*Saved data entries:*
════════
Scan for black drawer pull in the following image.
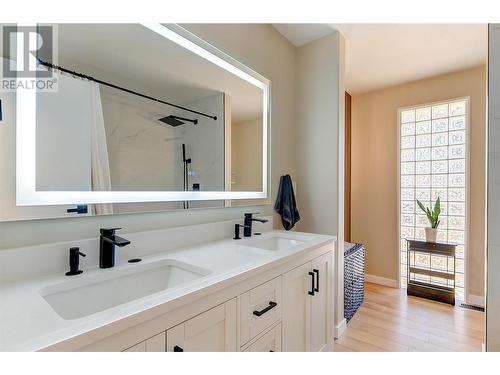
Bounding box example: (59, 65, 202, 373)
(173, 345, 184, 352)
(313, 269, 320, 292)
(253, 301, 277, 317)
(308, 272, 315, 296)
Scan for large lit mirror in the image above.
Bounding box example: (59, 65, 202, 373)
(0, 24, 269, 221)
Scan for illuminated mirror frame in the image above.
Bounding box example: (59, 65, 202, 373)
(16, 23, 269, 205)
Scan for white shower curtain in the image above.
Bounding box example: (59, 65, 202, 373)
(89, 81, 114, 215)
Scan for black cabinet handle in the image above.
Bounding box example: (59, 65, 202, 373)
(313, 269, 320, 292)
(253, 301, 277, 317)
(173, 345, 184, 352)
(66, 205, 88, 214)
(308, 272, 315, 296)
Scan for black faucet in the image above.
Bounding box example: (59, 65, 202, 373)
(243, 213, 269, 237)
(99, 228, 131, 269)
(65, 247, 86, 276)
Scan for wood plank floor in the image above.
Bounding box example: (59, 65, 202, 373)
(334, 282, 485, 352)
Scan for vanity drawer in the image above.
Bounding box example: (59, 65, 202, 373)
(244, 323, 282, 352)
(239, 276, 282, 345)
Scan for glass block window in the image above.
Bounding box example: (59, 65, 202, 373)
(399, 99, 468, 300)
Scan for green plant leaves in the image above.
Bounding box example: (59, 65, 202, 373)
(416, 199, 427, 213)
(415, 197, 441, 229)
(434, 197, 441, 217)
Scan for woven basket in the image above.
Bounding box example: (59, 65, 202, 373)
(344, 243, 365, 322)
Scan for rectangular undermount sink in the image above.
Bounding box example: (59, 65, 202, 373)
(41, 259, 210, 320)
(243, 235, 306, 251)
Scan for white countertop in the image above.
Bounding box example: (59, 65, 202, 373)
(0, 230, 335, 351)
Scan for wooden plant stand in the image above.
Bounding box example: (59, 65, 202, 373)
(406, 240, 456, 305)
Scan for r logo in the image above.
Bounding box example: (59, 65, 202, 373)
(1, 25, 53, 78)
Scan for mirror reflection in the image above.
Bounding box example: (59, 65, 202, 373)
(0, 24, 267, 220)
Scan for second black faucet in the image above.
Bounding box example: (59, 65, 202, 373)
(243, 213, 269, 237)
(99, 228, 131, 269)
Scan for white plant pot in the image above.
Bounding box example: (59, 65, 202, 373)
(425, 227, 438, 243)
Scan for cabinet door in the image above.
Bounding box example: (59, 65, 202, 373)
(310, 252, 332, 352)
(123, 341, 146, 352)
(282, 262, 312, 351)
(122, 332, 165, 352)
(166, 299, 237, 352)
(145, 332, 166, 352)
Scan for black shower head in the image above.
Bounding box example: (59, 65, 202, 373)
(159, 115, 198, 127)
(159, 115, 184, 127)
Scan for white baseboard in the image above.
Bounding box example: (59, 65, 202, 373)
(467, 294, 485, 308)
(365, 274, 399, 288)
(334, 318, 346, 338)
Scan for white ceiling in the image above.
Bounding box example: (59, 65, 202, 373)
(273, 24, 488, 94)
(272, 24, 336, 47)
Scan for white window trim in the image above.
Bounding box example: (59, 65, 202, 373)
(397, 96, 470, 301)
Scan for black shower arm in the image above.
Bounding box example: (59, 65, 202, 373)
(36, 59, 218, 121)
(171, 115, 198, 125)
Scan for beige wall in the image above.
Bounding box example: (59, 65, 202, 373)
(0, 24, 297, 250)
(295, 32, 345, 330)
(231, 117, 263, 192)
(296, 32, 344, 236)
(351, 65, 487, 298)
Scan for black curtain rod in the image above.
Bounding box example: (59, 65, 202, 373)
(37, 59, 218, 121)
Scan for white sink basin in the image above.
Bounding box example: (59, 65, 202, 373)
(41, 259, 210, 320)
(243, 235, 306, 251)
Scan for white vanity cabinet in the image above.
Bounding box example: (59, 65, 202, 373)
(122, 300, 237, 352)
(166, 299, 237, 352)
(282, 252, 332, 352)
(66, 243, 334, 353)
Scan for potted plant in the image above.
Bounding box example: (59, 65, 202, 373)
(416, 197, 441, 243)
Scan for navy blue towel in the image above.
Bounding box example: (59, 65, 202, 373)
(274, 174, 300, 230)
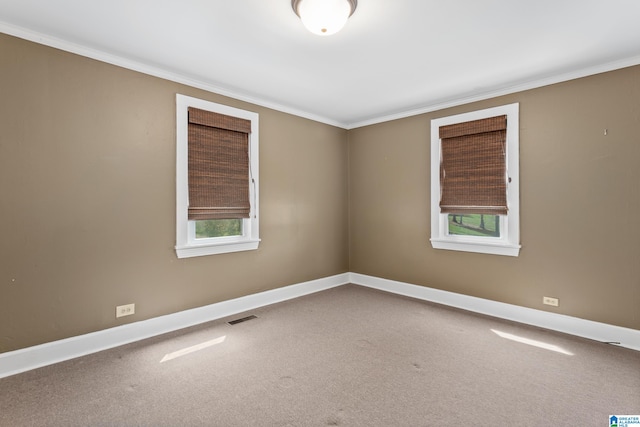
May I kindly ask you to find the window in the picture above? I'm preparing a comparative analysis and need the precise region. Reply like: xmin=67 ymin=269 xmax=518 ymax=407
xmin=430 ymin=103 xmax=520 ymax=256
xmin=175 ymin=94 xmax=259 ymax=258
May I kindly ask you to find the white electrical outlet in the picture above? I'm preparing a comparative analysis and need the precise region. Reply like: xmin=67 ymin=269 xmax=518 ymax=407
xmin=116 ymin=303 xmax=135 ymax=318
xmin=543 ymin=296 xmax=559 ymax=307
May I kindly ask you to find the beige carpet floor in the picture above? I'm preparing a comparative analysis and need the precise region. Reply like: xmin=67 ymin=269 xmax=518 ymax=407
xmin=1 ymin=284 xmax=639 ymax=426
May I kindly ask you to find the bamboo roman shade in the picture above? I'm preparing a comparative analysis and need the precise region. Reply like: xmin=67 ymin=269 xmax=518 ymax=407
xmin=439 ymin=115 xmax=508 ymax=215
xmin=187 ymin=107 xmax=251 ymax=221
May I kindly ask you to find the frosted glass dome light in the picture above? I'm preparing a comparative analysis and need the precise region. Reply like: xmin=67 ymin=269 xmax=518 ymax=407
xmin=292 ymin=0 xmax=357 ymax=36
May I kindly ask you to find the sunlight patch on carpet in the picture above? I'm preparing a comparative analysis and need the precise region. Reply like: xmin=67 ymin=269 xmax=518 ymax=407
xmin=491 ymin=330 xmax=574 ymax=355
xmin=160 ymin=336 xmax=227 ymax=363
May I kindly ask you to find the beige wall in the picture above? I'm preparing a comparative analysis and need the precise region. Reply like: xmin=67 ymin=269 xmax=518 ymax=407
xmin=2 ymin=32 xmax=639 ymax=355
xmin=349 ymin=65 xmax=640 ymax=330
xmin=0 ymin=34 xmax=349 ymax=353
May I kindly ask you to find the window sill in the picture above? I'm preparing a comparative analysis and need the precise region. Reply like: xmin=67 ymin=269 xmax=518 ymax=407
xmin=176 ymin=239 xmax=260 ymax=259
xmin=430 ymin=239 xmax=520 ymax=257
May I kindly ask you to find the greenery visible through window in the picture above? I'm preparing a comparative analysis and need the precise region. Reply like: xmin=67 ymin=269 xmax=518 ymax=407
xmin=195 ymin=219 xmax=242 ymax=238
xmin=448 ymin=214 xmax=500 ymax=237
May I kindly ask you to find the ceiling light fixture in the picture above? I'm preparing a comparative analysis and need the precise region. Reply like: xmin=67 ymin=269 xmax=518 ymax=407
xmin=292 ymin=0 xmax=357 ymax=36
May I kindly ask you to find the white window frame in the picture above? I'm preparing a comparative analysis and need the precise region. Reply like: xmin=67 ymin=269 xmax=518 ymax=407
xmin=175 ymin=94 xmax=259 ymax=258
xmin=430 ymin=103 xmax=520 ymax=257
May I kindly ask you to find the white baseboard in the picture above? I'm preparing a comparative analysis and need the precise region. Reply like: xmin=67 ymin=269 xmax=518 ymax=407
xmin=2 ymin=271 xmax=638 ymax=379
xmin=0 ymin=273 xmax=350 ymax=379
xmin=349 ymin=273 xmax=640 ymax=352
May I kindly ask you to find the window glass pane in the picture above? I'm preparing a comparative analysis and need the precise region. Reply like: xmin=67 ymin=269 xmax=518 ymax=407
xmin=448 ymin=214 xmax=500 ymax=237
xmin=195 ymin=219 xmax=242 ymax=238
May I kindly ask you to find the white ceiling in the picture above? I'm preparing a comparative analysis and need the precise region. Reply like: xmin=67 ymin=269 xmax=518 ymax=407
xmin=1 ymin=0 xmax=640 ymax=128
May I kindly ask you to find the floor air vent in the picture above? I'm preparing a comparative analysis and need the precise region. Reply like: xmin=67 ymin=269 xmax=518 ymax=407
xmin=227 ymin=315 xmax=258 ymax=325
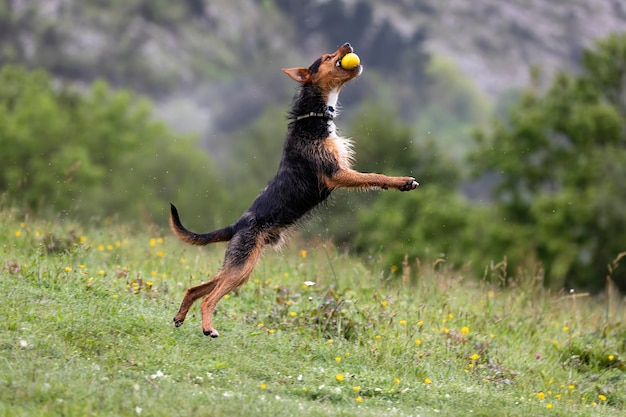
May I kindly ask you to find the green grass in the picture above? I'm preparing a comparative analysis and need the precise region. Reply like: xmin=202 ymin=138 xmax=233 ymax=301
xmin=1 ymin=209 xmax=625 ymax=416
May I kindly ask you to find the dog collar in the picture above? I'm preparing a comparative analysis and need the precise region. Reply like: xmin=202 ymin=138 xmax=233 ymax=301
xmin=295 ymin=106 xmax=335 ymax=121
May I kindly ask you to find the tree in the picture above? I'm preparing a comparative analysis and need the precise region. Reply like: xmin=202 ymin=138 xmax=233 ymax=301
xmin=472 ymin=33 xmax=626 ymax=291
xmin=0 ymin=65 xmax=226 ymax=228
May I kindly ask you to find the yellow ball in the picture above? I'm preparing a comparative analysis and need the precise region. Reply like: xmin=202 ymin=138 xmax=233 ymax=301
xmin=341 ymin=53 xmax=360 ymax=69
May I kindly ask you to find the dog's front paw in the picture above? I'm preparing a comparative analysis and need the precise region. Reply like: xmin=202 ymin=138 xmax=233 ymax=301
xmin=173 ymin=317 xmax=185 ymax=327
xmin=399 ymin=178 xmax=419 ymax=192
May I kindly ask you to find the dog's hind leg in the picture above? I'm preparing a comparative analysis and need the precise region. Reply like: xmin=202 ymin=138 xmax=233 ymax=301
xmin=200 ymin=231 xmax=264 ymax=337
xmin=173 ymin=279 xmax=220 ymax=327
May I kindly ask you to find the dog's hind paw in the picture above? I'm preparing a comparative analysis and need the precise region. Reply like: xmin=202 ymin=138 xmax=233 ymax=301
xmin=203 ymin=328 xmax=220 ymax=338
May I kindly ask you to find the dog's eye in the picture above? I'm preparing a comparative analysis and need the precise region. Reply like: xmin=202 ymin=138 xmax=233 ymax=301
xmin=324 ymin=56 xmax=332 ymax=62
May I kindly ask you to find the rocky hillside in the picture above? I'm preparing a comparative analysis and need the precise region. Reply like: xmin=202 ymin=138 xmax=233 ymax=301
xmin=421 ymin=0 xmax=626 ymax=97
xmin=1 ymin=0 xmax=624 ymax=136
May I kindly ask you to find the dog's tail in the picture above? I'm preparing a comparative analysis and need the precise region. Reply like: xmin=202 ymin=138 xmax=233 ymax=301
xmin=169 ymin=203 xmax=234 ymax=246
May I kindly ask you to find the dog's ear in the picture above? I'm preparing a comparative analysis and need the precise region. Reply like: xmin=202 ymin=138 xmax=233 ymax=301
xmin=282 ymin=67 xmax=311 ymax=84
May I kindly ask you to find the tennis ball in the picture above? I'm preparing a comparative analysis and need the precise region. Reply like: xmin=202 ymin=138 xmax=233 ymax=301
xmin=341 ymin=53 xmax=360 ymax=69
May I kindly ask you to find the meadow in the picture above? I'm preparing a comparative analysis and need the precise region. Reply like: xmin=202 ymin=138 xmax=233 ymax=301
xmin=1 ymin=208 xmax=624 ymax=417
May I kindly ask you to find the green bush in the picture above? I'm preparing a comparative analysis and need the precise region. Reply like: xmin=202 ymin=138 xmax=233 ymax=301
xmin=471 ymin=33 xmax=626 ymax=291
xmin=0 ymin=65 xmax=226 ymax=228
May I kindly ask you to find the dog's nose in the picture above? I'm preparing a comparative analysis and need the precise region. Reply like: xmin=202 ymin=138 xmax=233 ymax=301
xmin=342 ymin=42 xmax=353 ymax=52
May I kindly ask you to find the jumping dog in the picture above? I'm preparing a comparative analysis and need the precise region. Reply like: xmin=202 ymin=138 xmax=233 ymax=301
xmin=170 ymin=43 xmax=418 ymax=337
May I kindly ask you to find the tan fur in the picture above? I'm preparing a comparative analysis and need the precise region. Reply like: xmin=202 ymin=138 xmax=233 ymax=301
xmin=325 ymin=134 xmax=354 ymax=170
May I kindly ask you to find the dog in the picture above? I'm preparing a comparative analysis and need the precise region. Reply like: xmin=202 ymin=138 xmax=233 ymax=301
xmin=170 ymin=42 xmax=418 ymax=337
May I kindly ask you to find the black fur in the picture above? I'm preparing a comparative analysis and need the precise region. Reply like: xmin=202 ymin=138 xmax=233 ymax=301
xmin=308 ymin=57 xmax=322 ymax=75
xmin=169 ymin=203 xmax=234 ymax=245
xmin=171 ymin=82 xmax=337 ymax=250
xmin=245 ymin=84 xmax=336 ymax=228
xmin=288 ymin=84 xmax=332 ymax=121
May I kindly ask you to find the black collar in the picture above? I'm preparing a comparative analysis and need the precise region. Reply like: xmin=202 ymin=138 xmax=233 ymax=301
xmin=295 ymin=106 xmax=335 ymax=121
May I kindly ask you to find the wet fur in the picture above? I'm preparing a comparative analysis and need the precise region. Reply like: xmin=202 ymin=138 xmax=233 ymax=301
xmin=171 ymin=43 xmax=418 ymax=337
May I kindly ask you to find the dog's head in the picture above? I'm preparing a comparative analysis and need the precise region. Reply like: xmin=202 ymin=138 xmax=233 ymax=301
xmin=282 ymin=43 xmax=362 ymax=92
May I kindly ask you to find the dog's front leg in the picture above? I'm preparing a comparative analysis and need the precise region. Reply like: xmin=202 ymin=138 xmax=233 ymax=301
xmin=325 ymin=169 xmax=418 ymax=191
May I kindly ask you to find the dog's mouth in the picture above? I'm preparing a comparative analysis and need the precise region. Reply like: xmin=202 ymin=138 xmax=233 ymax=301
xmin=336 ymin=52 xmax=361 ymax=72
xmin=327 ymin=43 xmax=362 ymax=76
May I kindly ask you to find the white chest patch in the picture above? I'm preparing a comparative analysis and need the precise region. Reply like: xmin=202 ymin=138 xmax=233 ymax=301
xmin=325 ymin=87 xmax=353 ymax=169
xmin=327 ymin=89 xmax=340 ymax=110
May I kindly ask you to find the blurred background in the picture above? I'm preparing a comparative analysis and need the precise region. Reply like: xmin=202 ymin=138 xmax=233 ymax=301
xmin=1 ymin=0 xmax=625 ymax=291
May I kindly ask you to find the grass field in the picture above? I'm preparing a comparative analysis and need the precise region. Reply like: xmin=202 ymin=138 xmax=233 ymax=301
xmin=1 ymin=208 xmax=625 ymax=416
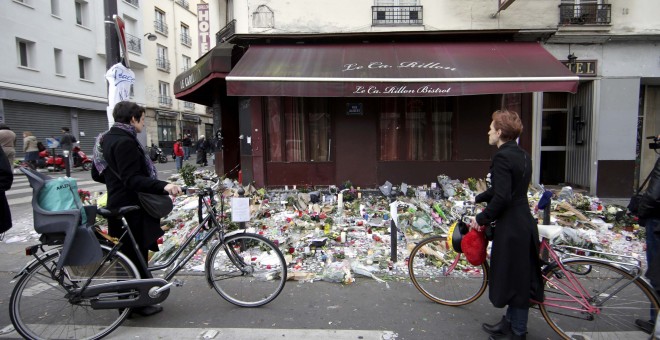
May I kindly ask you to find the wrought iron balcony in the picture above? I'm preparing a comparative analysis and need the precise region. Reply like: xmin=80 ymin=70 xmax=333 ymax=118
xmin=126 ymin=33 xmax=141 ymax=54
xmin=559 ymin=3 xmax=611 ymax=25
xmin=154 ymin=20 xmax=168 ymax=35
xmin=123 ymin=0 xmax=138 ymax=7
xmin=216 ymin=19 xmax=236 ymax=44
xmin=158 ymin=96 xmax=172 ymax=107
xmin=175 ymin=0 xmax=188 ymax=9
xmin=156 ymin=58 xmax=170 ymax=71
xmin=181 ymin=33 xmax=192 ymax=46
xmin=372 ymin=6 xmax=423 ymax=26
xmin=183 ymin=102 xmax=195 ymax=110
════════
*AIM OF THE TASK:* Some lines of the data may hold the word "sink". Say how many do, with nothing else.

*EXPECTED ANSWER:* 2